It was not contended I ought not on the materials before me find the respondent in contempt.  I am satisfied on the materials that the respondent has committed the contempt of failing to take an oath when required and therefore proceed to punishment. 

This is the respondent’s first contempt, so pursuant to s 199(8B) the minimum punishment must be “imprisonment for the term decided by the court”.  The authorities to which I have been referred suggest penalties for this type of contempt will generally be in the vicinity of six months’ imprisonment, however it ought not be thought that is a rigid range, for the proper penalty plainly depends upon the individual circumstance of each case.  The variable force of aggravating and mitigating features may, of course, result in higher or lower penalties than the commonly occurring punishment to which I have referred.

The respondent was 24 at the time of the contempt and has no previous convictions.  They are factors favouring some leniency in punishment.  A factor supporting the taking of a more than ordinarily lenient approach is that his obviously prime motivation in not wanting to take the oath was that if he did so he believed he would be called on to give answers likely incriminating his own parent. 

Such a close relationship between witness and target will not inevitably call for some material moderation of penalty on account of it.  The seriousness of the target’s conduct and the potential for the witness to assist remain important considerations.  Their degree may sometimes be so critical as to militate against any such moderation.  I do not detect such a critical degree here. Drug trafficking is, of course, serious conduct particularly where, as here, it is suspected of having occurred on a significant scale.  However, some moderating perspective on just how critical the respondent truly is to the pursuit of his parent is provided by the fact that his parent has already been charged with trafficking in dangerous drugs.  From this it may be inferred the authorities believe they already have some reliable evidence with which to prosecute and convict his parent.  That is not to say that the respondent cannot provide information which might broaden the scope and seriousness of the case against MN and perhaps presently unknown others.  On the other hand, it can hardly be said the main target of the investigation prompting the hearing will likely escape justice because of the absence of cooperation of the target’s son.

Records of labeled points
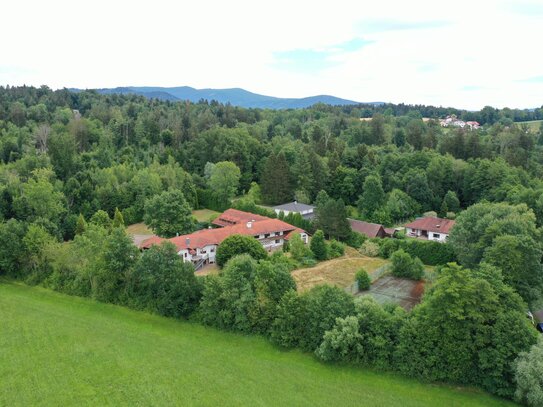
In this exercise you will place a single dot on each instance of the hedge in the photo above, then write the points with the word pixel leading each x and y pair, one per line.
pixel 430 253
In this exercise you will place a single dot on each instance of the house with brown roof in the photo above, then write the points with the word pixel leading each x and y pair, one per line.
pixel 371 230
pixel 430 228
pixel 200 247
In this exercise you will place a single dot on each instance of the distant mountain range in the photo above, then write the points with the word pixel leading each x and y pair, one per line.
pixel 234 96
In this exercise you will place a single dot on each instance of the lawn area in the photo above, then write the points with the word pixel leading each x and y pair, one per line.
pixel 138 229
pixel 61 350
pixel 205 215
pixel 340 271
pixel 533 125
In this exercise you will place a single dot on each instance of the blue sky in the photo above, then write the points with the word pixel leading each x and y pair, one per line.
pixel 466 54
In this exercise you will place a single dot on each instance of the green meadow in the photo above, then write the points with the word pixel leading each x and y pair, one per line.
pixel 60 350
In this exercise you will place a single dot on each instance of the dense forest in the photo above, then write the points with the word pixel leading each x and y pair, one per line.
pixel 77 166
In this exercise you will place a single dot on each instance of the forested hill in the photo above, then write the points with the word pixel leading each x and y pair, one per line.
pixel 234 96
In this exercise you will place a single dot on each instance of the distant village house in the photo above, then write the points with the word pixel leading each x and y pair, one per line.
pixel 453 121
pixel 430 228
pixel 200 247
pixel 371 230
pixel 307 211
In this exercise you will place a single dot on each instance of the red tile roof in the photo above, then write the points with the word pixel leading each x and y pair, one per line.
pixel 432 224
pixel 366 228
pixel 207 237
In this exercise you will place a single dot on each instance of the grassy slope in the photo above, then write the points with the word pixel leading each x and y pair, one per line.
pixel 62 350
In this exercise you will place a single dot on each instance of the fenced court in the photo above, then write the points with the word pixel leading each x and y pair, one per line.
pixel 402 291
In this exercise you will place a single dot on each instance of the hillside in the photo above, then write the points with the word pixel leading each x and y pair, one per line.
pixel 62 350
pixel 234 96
...
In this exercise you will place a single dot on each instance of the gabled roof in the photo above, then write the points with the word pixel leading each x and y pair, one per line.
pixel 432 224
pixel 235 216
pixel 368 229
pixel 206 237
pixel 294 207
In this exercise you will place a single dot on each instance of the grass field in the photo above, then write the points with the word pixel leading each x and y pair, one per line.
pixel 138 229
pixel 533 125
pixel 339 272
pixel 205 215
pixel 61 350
* * *
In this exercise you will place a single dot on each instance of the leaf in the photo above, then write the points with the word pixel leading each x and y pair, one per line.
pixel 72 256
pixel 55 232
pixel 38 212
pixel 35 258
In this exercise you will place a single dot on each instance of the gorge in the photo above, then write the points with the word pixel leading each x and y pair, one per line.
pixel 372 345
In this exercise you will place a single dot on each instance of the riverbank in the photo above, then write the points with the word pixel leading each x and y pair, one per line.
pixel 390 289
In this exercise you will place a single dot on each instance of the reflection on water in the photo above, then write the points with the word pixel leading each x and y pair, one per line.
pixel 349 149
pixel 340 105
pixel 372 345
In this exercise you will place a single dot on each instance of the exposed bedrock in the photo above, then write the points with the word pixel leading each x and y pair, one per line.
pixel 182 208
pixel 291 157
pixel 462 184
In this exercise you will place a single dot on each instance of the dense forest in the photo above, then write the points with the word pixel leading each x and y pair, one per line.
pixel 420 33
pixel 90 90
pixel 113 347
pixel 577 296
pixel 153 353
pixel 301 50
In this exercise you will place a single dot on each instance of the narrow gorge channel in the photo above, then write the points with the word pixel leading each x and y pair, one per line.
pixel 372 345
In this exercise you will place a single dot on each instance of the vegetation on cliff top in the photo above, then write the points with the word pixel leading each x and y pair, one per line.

CHALLENGES
**A)** In the contempt ruling, what has the respondent's parent already been charged with?
**B)** From the contempt ruling, return the wording from "This is the" up to and including "I have referred.".

FINAL ANSWERS
**A)** Trafficking in dangerous drugs.

**B)**
This is the respondent’s first contempt, so pursuant to s 199(8B) the minimum punishment must be “imprisonment for the term decided by the court”.  The authorities to which I have been referred suggest penalties for this type of contempt will generally be in the vicinity of six months’ imprisonment, however it ought not be thought that is a rigid range, for the proper penalty plainly depends upon the individual circumstance of each case.  The variable force of aggravating and mitigating features may, of course, result in higher or lower penalties than the commonly occurring punishment to which I have referred.